* **Short exercise**:
Lay out every line of the listing below as a JSON list of strings, one string per line, omitting any blank lines.
-- Start Entries provided --
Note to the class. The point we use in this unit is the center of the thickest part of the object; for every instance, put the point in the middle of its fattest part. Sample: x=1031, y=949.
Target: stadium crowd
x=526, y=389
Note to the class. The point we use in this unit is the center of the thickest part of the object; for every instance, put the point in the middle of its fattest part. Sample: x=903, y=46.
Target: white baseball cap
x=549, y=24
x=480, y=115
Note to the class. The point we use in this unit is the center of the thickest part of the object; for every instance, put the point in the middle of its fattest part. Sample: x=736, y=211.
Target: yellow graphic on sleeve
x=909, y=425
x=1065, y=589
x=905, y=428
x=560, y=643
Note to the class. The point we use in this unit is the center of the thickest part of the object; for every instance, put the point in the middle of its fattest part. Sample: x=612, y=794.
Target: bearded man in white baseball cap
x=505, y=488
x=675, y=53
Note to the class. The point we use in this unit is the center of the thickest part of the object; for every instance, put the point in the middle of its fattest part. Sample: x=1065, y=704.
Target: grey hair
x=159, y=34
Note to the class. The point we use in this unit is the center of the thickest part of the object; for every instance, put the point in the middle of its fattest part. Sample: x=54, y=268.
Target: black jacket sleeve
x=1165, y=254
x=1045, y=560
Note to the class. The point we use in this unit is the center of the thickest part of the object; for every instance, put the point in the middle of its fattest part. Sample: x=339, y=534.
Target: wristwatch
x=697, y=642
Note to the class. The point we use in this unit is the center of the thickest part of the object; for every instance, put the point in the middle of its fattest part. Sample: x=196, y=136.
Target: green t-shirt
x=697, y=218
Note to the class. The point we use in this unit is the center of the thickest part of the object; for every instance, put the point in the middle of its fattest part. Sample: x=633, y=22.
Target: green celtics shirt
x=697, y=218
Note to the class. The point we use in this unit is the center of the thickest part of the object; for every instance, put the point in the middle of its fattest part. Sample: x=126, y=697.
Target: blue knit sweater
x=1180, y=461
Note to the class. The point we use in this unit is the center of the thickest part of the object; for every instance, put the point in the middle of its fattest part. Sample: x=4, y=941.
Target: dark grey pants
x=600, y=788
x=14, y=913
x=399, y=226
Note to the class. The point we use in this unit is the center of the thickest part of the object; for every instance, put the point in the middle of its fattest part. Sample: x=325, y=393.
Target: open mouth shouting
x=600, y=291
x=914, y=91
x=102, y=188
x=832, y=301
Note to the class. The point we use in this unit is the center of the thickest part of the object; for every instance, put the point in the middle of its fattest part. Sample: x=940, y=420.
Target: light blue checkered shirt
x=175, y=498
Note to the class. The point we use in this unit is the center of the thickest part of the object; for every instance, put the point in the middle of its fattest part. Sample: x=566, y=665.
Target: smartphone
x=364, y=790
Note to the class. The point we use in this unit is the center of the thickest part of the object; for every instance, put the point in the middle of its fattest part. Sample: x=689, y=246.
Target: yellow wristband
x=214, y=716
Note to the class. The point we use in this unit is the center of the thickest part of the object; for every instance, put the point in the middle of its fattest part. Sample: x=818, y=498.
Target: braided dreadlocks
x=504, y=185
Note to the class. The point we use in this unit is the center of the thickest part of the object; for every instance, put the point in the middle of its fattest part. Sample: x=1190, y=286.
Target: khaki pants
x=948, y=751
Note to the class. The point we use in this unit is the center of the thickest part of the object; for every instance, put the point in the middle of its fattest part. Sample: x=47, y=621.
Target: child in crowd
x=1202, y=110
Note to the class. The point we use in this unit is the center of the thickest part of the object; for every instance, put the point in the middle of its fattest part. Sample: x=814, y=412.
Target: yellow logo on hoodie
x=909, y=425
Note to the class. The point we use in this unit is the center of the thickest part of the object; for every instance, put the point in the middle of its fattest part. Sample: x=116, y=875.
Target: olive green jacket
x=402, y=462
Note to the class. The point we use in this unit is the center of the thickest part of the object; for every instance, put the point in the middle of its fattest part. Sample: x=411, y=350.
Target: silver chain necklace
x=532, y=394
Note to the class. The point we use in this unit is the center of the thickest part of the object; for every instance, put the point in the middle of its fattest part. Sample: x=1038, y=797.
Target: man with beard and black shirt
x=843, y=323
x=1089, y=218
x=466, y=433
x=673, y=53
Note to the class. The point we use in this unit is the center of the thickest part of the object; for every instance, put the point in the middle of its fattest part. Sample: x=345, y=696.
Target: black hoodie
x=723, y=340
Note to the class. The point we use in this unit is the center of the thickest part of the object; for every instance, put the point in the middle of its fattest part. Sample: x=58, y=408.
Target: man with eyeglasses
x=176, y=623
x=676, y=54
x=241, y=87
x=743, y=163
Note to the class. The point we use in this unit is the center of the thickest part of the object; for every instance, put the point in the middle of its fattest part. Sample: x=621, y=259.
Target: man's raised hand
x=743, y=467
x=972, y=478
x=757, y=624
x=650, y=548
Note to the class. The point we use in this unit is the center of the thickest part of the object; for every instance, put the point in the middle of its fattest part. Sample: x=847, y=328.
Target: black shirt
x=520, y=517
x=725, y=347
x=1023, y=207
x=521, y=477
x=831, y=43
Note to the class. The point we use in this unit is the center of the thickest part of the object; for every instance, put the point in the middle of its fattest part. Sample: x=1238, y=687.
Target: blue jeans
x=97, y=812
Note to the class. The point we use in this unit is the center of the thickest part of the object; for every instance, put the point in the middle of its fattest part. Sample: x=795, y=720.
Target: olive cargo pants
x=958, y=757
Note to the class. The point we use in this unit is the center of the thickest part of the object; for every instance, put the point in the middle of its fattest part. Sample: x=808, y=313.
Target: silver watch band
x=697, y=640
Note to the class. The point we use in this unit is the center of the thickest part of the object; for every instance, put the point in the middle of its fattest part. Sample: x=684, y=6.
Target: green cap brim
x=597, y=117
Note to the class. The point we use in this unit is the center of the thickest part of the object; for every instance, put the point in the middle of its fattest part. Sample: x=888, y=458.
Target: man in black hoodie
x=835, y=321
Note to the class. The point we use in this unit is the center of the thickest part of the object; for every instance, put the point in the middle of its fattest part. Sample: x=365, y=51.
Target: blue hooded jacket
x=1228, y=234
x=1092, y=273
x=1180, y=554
-- End Entries provided --
* **Answer to the task**:
[
  "Note to the class. The point we use in this unit is the center of the thickest part of the object; for every instance, put the point in the middle of its fattest part. Sample: x=1031, y=949.",
  "Target: stadium crowd",
  "x=526, y=389",
  "Note to the class. The point we use in this unit is the center of the thickest part of the object; for every instance, put the point in the middle of its fattest part. Sample: x=903, y=46.",
  "Target: white baseball cap",
  "x=549, y=24",
  "x=480, y=115",
  "Note to the class. The point we use in this unit is the center of the thickest part of the object; for every instance, put the point in the middle of its fattest part. Sample: x=736, y=211.",
  "Target: yellow graphic on sleeve",
  "x=909, y=425",
  "x=1065, y=589",
  "x=905, y=428",
  "x=560, y=643",
  "Note to the class. The point we use in this unit is the center of the thickest part of the object; for every instance, put the point in the middle of its fattest part. Sample: x=612, y=794.",
  "Target: bearded man in white baseball cap",
  "x=505, y=488",
  "x=675, y=53",
  "Note to the class. The point we use in this unit is the center of the thickest part of the object; for every instance, put the point in the middle of its fattest part. Sample: x=1065, y=704.",
  "Target: grey hair",
  "x=159, y=34",
  "Note to the class. The point we use in this unit is the center of the thickest part of the object; for every instance, put the point in the middle of its fattest part. Sample: x=54, y=268.",
  "Target: black jacket sleeve",
  "x=1165, y=254",
  "x=1045, y=560",
  "Note to the class. The point we use in this unit is the center of the thickest part of the object; for every instance, put the point in the middle of its fattest part. Sample: x=339, y=534.",
  "Target: wristwatch",
  "x=697, y=642",
  "Note to the class. The point we use in this unit is the center of the thickest part of the object; for every instance, put the point in the middle of its fattest part. Sample: x=196, y=136.",
  "Target: green t-shirt",
  "x=697, y=218",
  "Note to the class. The point we use in this unit is the center of the thickest part of the object; for every instance, put the point in the middle of its fattest part. Sample: x=633, y=22.",
  "Target: green celtics shirt",
  "x=697, y=218",
  "Note to the class. The point we use in this unit is the center of the thickest part of the object; for every instance, put the point in the middle of its fattest part. Sample: x=126, y=697.",
  "Target: blue knit sweater",
  "x=1180, y=461",
  "Note to the class. The point we use in this unit is the center of the thickest part of the object; for every instance, put the point in the middle of its fattest part. Sample: x=4, y=941.",
  "Target: dark grey pants",
  "x=600, y=788",
  "x=14, y=913",
  "x=399, y=226",
  "Note to the class. The point we use in this unit is the center of the thickest part of the object; for every instance, put the point in the middle of its fattest part. Sample: x=325, y=393.",
  "Target: open mouth shouting",
  "x=600, y=291",
  "x=914, y=91",
  "x=102, y=188",
  "x=832, y=301",
  "Note to the class. The point we use in this unit is the center of the thickest part of the object; for every instance, put the point in the middle of its fattest part. Sample: x=940, y=420.",
  "Target: light blue checkered shirt",
  "x=175, y=498",
  "Note to the class. The point we use in this unit is the center of the thickest part of the object; for every instance, put the point in the middle of its fattest part. Sample: x=566, y=665.",
  "Target: smartphone",
  "x=364, y=790",
  "Note to the class. The point we use in this unit is the center of the thickest part of the object; for every instance, put the point in the middle of its fattest part. Sample: x=689, y=246.",
  "Target: yellow wristband",
  "x=214, y=716",
  "Note to the class. The point we use in this unit is the center of the thickest part of the object; for every instance, put the point in the middle of its fattest part. Sample: x=818, y=498.",
  "Target: braided dreadlocks",
  "x=504, y=185",
  "Note to the class. The point we use in this unit is the center of the thickest part of the object; for every instance, put the point in the middle of its fattest part. Sample: x=1190, y=286.",
  "Target: khaki pants",
  "x=948, y=751",
  "Note to the class. The point we use in this unit is the center of the thickest part of the object; for every instance, put the point in the middle of its fattest part. Sample: x=47, y=621.",
  "Target: child in crowd",
  "x=1202, y=110",
  "Note to the class. The point we use in this unit is the center of the thickest part of the object; for every instance, put the point in the middle of its fattest part. Sample: x=814, y=412.",
  "Target: yellow logo on hoodie",
  "x=909, y=425",
  "Note to the class. The point we use in this unit is the center of the thickest part of the object; for every instance, put the point in the middle of its fattest part. Sample: x=116, y=875.",
  "Target: olive green jacket",
  "x=402, y=462",
  "Note to the class. The point we use in this unit is the center of the thickest part of the object; for every instance, put the point in the middle of its fattest part. Sample: x=411, y=350.",
  "Target: silver chain necklace",
  "x=532, y=394",
  "Note to the class. The point we use in this unit is the center of the thickest part of the object; for every instance, put the point in the middle of its fattest part. Sample: x=1038, y=797.",
  "Target: man with beard and black shirt",
  "x=843, y=323",
  "x=1089, y=218",
  "x=466, y=433",
  "x=673, y=53",
  "Note to the class. The point we use in this unit is the center of the thickest part of the object; for every instance, put the point in the middle of its fattest part. Sample: x=345, y=696.",
  "Target: black hoodie",
  "x=723, y=340",
  "Note to the class. The point we use in this unit is the center of the thickest part of the object; for every instance, put the point in the middle of its fattest part. Sample: x=58, y=408.",
  "Target: man with eyeglasses",
  "x=176, y=623",
  "x=676, y=54",
  "x=241, y=87",
  "x=743, y=163",
  "Note to the class. The point we use in this unit is the center of the thickest part of the object; for every instance, put the point in the middle of its fattest part. Sample: x=621, y=259.",
  "Target: man's raised hand",
  "x=743, y=467",
  "x=972, y=478",
  "x=757, y=624",
  "x=650, y=548",
  "Note to the class. The point we use in this unit is the center of the thickest part of the object; for every instance, put the point in the middle of its fattest part. Sample: x=847, y=328.",
  "Target: black shirt",
  "x=520, y=517",
  "x=725, y=347",
  "x=1023, y=207",
  "x=521, y=477",
  "x=831, y=43",
  "Note to the class. The point we use in this unit is the center of the thickest part of the object; for every instance, put the point in the middle of its fattest part. Sample: x=1238, y=687.",
  "Target: blue jeans",
  "x=97, y=812",
  "Note to the class. The point we use in this unit is the center of the thickest part of the object; for every instance, put the point in the middle of its fattest part. Sample: x=795, y=720.",
  "Target: olive cargo pants",
  "x=958, y=757",
  "Note to the class. The point we use in this unit is the center of the thickest part of the object; for every instance, put the point in the middle of its fattest part. Sample: x=808, y=313.",
  "Target: silver watch band",
  "x=697, y=640",
  "Note to the class. The point we use in this unit is the center of the thickest part of the object; for every instance, put the point in the middle of its fattest part. Sample: x=684, y=6.",
  "Target: green cap brim",
  "x=597, y=117",
  "Note to the class. The point we use in this unit is the center of the thickest part of the object; for every instance, put the point in the middle of its fattest part. Sample: x=888, y=458.",
  "Target: man in black hoodie",
  "x=835, y=321",
  "Note to the class. The point we use in this unit is the center of the thickest part of the object; for every instance, put the point in the middle of its fattest part. Sample: x=365, y=51.",
  "Target: blue hooded jacket",
  "x=1228, y=234",
  "x=1092, y=273",
  "x=1180, y=554"
]